● **Problem**
Look for "Where can you see the front bumper" in the listing below, then copy exactly the line it appears in and all lines after it to the end, and nothing more.

● **Data for the task**
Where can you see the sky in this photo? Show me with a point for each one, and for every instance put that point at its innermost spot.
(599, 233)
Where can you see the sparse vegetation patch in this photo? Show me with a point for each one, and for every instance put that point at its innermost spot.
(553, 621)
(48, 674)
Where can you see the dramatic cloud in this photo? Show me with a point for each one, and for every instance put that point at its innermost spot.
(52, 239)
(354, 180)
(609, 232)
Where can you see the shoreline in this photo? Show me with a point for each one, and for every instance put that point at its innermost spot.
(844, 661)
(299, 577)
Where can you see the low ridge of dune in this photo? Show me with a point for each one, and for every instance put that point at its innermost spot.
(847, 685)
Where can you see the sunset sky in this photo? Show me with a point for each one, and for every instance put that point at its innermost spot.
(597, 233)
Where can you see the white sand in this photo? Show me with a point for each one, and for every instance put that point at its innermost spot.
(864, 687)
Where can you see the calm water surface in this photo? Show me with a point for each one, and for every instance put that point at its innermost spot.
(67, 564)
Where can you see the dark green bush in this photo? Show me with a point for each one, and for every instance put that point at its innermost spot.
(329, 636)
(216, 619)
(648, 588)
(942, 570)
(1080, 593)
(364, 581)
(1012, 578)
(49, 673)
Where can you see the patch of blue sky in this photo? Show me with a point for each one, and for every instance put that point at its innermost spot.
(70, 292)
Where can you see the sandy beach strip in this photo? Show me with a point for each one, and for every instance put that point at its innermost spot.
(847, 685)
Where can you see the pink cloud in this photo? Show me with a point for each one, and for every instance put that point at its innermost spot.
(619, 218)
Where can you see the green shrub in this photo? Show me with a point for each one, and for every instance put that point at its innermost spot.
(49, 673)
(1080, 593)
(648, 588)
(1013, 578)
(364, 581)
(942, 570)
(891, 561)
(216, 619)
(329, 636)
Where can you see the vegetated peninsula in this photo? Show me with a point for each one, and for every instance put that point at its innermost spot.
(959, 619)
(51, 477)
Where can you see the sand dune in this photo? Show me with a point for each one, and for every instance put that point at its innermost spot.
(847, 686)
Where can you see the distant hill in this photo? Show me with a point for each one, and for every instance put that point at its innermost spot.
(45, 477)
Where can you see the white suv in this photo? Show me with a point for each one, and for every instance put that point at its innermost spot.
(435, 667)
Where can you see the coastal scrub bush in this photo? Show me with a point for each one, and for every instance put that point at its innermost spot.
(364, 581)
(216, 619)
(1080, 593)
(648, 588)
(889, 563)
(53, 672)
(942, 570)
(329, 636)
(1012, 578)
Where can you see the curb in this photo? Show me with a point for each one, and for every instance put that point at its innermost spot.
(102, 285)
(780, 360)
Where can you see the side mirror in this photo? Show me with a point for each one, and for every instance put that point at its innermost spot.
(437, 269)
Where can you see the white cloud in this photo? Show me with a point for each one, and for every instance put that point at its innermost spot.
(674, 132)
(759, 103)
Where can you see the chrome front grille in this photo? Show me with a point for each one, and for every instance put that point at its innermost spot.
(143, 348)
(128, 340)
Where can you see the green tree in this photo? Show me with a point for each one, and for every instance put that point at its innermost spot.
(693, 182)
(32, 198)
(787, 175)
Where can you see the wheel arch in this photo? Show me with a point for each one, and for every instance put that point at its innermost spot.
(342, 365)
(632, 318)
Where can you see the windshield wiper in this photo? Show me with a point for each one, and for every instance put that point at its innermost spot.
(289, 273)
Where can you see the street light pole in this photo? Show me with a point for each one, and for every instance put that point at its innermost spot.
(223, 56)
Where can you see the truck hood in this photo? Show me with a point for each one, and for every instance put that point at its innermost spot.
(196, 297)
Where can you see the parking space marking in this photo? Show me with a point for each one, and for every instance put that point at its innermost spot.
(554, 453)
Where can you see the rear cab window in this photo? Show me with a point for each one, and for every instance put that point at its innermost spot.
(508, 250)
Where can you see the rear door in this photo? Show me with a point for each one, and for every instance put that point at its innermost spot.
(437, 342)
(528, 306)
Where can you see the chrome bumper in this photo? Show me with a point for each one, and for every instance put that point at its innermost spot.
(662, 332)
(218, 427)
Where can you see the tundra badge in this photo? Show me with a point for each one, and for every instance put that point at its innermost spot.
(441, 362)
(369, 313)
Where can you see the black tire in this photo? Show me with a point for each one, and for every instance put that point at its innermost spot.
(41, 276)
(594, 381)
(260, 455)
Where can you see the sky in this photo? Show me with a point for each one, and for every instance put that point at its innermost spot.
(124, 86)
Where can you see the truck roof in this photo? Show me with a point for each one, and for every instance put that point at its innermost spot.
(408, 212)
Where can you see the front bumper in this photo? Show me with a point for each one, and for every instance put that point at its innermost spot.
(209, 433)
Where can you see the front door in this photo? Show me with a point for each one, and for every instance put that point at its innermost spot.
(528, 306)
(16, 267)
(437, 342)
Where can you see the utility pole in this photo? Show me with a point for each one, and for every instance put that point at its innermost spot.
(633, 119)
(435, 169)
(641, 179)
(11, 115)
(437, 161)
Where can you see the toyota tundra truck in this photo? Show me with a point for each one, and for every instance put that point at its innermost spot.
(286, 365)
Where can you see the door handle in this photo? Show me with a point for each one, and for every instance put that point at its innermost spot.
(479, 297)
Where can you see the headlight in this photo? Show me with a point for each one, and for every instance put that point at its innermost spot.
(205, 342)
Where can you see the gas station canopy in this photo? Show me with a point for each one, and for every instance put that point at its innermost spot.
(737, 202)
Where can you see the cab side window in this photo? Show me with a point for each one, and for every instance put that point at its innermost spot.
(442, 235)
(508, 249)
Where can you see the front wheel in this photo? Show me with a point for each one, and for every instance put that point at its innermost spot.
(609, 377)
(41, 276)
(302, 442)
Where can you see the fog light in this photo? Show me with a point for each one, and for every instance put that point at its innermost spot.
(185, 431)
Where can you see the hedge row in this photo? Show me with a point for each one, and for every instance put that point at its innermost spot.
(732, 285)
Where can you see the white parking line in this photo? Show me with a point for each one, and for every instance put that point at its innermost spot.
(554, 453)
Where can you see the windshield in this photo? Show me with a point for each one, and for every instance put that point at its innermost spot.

● **Exercise solution**
Where can you see the front bumper in this photo? Show me with a point for each one, and for every instance put that point at its innermost spot.
(209, 433)
Where can you see the front door in this photo? Show me with a point for each one, and for every instance put that point at its innermost spot.
(528, 306)
(16, 267)
(437, 342)
Where can you see the utility pole in this photo? Show me with a point for each one, and for every instance put that point at its innermost spot.
(633, 119)
(435, 169)
(641, 179)
(11, 115)
(437, 161)
Where can you see the toyota tundra truck in this photo? Show me with a point for each one, and for every instance put that point at its innermost spot.
(286, 365)
Where can you see the door handle in this photo? Show me with a point for each one, and for every instance put that point at its innermost spot.
(479, 297)
Where can you see the headlight in this photo? Show me with a point for each one, and for every instance put that point at its innermost spot.
(205, 342)
Where can you see the gas station canopy in this photo? Show me with a point for each one, and for every instance put that point at its innermost spot.
(737, 202)
Where can you see the cab side window in this photo? Show me with a point for each one, and for every instance put that point at its innermost spot.
(442, 235)
(508, 249)
Where can you see the front wheel in this photo? Show me with a point for each one, and for every instance put that point at its innermost spot.
(609, 377)
(41, 276)
(302, 442)
Where can you see the fog light in this photo? Show me with a point for each one, and for every instance put that point at its innermost spot.
(185, 431)
Where can you see the hedge row in this photo? Show me with a point for each one, and for every instance put that point at its innermost spot.
(732, 285)
Where can you see the white parking line in this photo? Show me with a point for each one, and for every instance put that point at its innermost spot.
(554, 453)
Where can you see the windshield in this photo? Show me with a point for each one, and for every instance put that point at its innermost spot.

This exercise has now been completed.